DOCUMENT TEXT ▸

But! It was finally the straw that broke the camel’s back, as it were, and motivated me to find a new therapist. I actually never made it back to my last one after I was given the homework assignment to write out my thoughts surrounding pregnancy/babies/marriage/divorce/blah that ended up spanning like four posts but all-in-all was pretty therapeutic for me. We started our quarantine like two weeks after that, and I had to cancel my session then never got back in touch during quarantine.

I told Matthew today that it feels like the harder I try to get things sorted, the less control I have over any of it. I’m not even trying to do big, grand things like remodel my living room (although I do want to do that…like real bad). It’s just like “Concentrate on work for more than 30min at a time.” or “get my child down for a nap before 3pm.” how about “go to bed before midnight.” Oops.

It’s just like…hey, by the way, you know how you struggle to stay focused and motivated at work? And how you feel constant mom guilt for not doing more, being more, for your child? Why don’t you try to do both of those things at the same time? Oh, and also – don’t forget about the pandemic that probably won’t kill you but might kill you and your kid’s probably fine but also the long-term consequences of this virus are still unknown. Meanwhile, the powder keg of racial tension that has been building since, oh, I don’t know – colonizers showed up to obliterate the Native Americans…how about we go ahead and set that off. But don’t worry – the reality show star joke of a POTUS that has been actively dismantling every good step forward that the country was taking? He’s threatening to declare martial law.

[Source data]
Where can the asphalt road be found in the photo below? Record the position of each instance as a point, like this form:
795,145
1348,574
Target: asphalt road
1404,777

* * *

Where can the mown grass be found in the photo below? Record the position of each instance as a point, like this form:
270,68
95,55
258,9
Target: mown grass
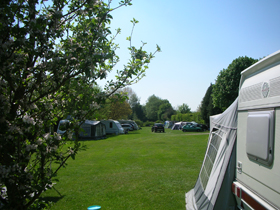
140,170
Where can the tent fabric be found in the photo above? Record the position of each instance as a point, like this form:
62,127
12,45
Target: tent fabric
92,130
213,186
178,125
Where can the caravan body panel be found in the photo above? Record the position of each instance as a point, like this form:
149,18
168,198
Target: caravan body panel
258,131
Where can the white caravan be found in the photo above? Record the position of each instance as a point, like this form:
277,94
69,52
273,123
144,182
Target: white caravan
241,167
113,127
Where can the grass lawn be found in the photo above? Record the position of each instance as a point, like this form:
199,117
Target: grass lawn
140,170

--

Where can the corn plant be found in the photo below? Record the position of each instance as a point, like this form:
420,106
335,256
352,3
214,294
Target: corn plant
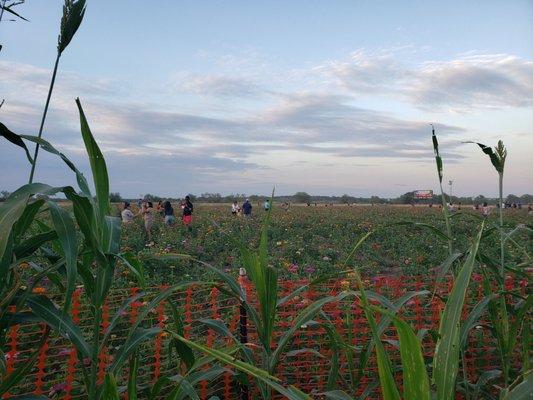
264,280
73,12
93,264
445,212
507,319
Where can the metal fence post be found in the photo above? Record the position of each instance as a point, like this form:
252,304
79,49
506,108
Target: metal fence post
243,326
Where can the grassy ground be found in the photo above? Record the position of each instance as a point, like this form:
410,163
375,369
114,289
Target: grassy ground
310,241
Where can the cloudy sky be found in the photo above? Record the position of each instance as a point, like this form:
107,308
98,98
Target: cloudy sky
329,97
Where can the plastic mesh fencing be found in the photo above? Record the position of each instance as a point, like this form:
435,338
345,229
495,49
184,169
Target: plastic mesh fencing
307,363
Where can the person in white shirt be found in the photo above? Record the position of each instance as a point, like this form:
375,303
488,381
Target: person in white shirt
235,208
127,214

APPLY WHAT YOU READ ▸
A: In the quarantine post, what did the writer tell Matthew today?
B: Repeat the quarantine post from "But! It was" to "touch during quarantine.".
C: Pick up the quarantine post after its last sentence and keep writing.

RESPONSES IN ORDER ▸
A: That the harder the writer tries to get things sorted, the less control the writer has over any of it.

B:
But! It was finally the straw that broke the camel’s back, as it were, and motivated me to find a new therapist. I actually never made it back to my last one after I was given the homework assignment to write out my thoughts surrounding pregnancy/babies/marriage/divorce/blah that ended up spanning like four posts but all-in-all was pretty therapeutic for me. We started our quarantine like two weeks after that, and I had to cancel my session then never got back in touch during quarantine.

C:
*breathes into a paper bag*

So, anyway – I have a to-do list again!

I need to know how to find a grasp onto stability again. For most of my adult life, I was the more focused person in the room. It made it easy to feel in control. Then I spiraled a bit (a lot), but had really started to pull myself out and into a more positive/hopeful place. Then fuckin’ BAM! 2020 came in like Miley Cyrus’s proverbial wrecking ball, yo. I’m tapped out. I’m done. Stick a fork in me, bruh.

There are so many tips and tricks that I’ve started and inevitably stopped over the years to try to get better than what I am. No matter how positive the results, it’s only a matter of time before I stop doing whatever it is that may or may not be helping. I speculated to Matthew that this could be similar to someone trying to quit smoking…but how do you quit not-starting things? Because screaming “JUST DO IT ALREADY” into the void that is my brain has never worked and continues to not work as I advance deeper into my 30s.

Feels like something to blame my ADD, anxiety, avoidant attachment disorder on…but then I also feel like blaming all my problems on things like ADD, anxiety, and something I read about in a news article once is a cop out. Which…yet again can be a feeling best blamed on ADD, anxiety, and avoidant attachment disorder.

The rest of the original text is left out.